ИССЛЕДУЕМЫЙ ТЕКСТ:
........

В годы Второй мировой войны в Соединенном Королевстве Черчилль воспринимался как настоящий спаситель нации. После войны этот ореол немного поблек, поскольку Вторая мировая война закончилась для Англии весьма плачевно. Находились историки и публицисты, утверждавшие, что Британская империя погибла и отныне Англия выступает лишь в унизительной роли сателлита Соединенных Штатов. Обвиняли же в этом Черчилля, который, дескать, слишком много ностальгировал по славному прошлому, да к тому же был одержим навязчивой и вредной идеей о войне до победного конца и о безоговорочной капитуляции, чем привел Англию к истощению и упадку. В оправдание Черчилля надо сказать, что падение Британской империи, достижение независимости ее доминионами и колониями было процессом объективным, и остановить его не мог ни один политик. Во-вторых, в тотальной войне речь могла идти только о безоговорочной капитуляции, иначе любой мир превращался лишь в перемирие.

........

ВЫДЕРЖКИ ИЗ ЗАПИСЕЙ:

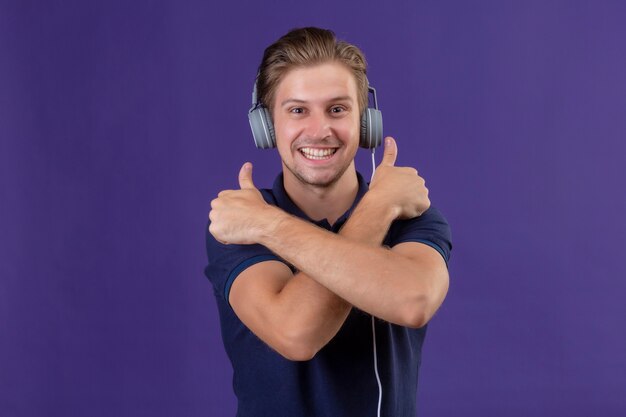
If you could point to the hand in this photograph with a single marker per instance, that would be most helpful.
(241, 216)
(401, 188)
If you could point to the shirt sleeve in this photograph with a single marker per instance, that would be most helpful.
(226, 262)
(431, 229)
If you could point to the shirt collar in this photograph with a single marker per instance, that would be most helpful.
(284, 201)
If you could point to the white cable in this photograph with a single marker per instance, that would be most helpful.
(380, 386)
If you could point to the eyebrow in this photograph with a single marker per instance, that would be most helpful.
(300, 101)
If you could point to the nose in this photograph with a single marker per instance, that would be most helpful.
(318, 126)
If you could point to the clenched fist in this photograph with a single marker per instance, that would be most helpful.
(241, 216)
(401, 188)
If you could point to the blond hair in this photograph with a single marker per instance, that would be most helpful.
(307, 47)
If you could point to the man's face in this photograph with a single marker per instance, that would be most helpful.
(317, 123)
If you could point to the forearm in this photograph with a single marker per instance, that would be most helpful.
(309, 314)
(355, 266)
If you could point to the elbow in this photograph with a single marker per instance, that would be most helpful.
(416, 312)
(296, 346)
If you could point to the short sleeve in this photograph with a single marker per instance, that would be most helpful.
(226, 262)
(431, 228)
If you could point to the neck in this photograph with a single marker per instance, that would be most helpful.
(323, 202)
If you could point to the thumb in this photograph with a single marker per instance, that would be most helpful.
(245, 177)
(391, 152)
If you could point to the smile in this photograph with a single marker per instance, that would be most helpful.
(317, 154)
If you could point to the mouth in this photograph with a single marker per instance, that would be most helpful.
(318, 154)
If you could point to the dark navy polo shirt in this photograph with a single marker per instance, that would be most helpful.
(340, 380)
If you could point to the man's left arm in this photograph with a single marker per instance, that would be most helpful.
(404, 285)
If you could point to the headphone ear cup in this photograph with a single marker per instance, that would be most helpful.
(371, 128)
(262, 128)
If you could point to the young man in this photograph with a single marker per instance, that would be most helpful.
(324, 285)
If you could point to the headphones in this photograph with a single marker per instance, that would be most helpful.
(265, 138)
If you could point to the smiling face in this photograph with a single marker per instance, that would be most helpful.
(317, 124)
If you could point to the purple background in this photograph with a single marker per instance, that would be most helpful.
(119, 122)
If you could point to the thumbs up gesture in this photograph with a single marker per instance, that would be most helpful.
(399, 188)
(239, 216)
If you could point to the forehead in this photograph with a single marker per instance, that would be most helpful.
(317, 83)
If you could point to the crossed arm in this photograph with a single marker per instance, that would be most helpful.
(297, 314)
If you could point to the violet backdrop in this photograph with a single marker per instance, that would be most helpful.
(119, 122)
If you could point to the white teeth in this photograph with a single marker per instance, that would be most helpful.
(313, 153)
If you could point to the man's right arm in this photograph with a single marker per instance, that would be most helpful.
(292, 313)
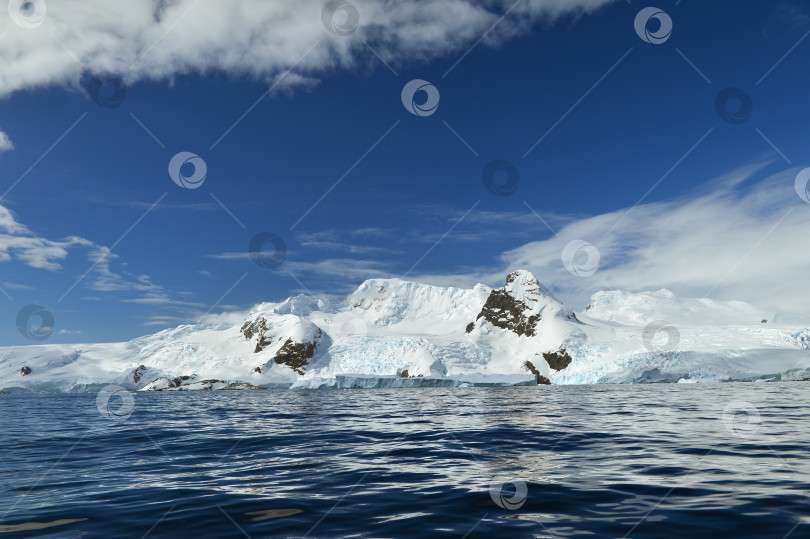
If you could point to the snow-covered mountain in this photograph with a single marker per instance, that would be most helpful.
(397, 333)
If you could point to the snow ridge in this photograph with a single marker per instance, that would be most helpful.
(395, 333)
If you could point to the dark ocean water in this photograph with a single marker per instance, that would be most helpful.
(599, 461)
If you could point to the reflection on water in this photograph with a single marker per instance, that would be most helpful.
(648, 461)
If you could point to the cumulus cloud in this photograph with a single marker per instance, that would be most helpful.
(158, 39)
(5, 143)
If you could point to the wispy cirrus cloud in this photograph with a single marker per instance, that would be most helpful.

........

ЗАДАНИЯ ДЛЯ ВЫПОЛНЕНИЯ:
1. Кем, согласно тексту о Черчилле, считали Черчилля в Соединенном Королевстве в годы Второй мировой войны?
2. Выпишите все названия государств и империй, которые встречаются в тексте о Черчилле.
3. Подхватите, пожалуйста, текст о Черчилле и продолжите его после последнего предложения.

ОТВЕТЫ:
1. Настоящим спасителем нации.

2. Соединенное Королевство; Англия; Британская империя; Соединенные Штаты.

3.
После прихода Гитлера к власти Черчилль активнее всех в Англии выступал против вооружения Германии, ревизии Версальского договора и политики «умиротворения». После заключения Мюнхенского соглашения Черчилль заявил в Палате общин: «У вас был выбор между войной и бесчестьем. Вы выбрали бесчестье, теперь вы получите войну… Боюсь, что теперь Чехословакия не сможет сохранить свою политическую независимость. Вот увидите, пройдет какое-то время, может быть, годы, а может быть, месяцы, и нацистская Германия поглотит ее… Мы потерпели поражение, не участвуя в войне, и последствия этого поражения еще долго будут напоминать о себе… Не думайте, что опасность миновала. Это еще далеко не конец, это только начало грандиозного сведения счетов. Это лишь первый тревожный звонок. Мы лишь омочили губы в чаше бедствий, из которой мы будем пить не один год, если не сделаем последнего усилия, чтобы вновь обрести бодрость духа и силы сражаться».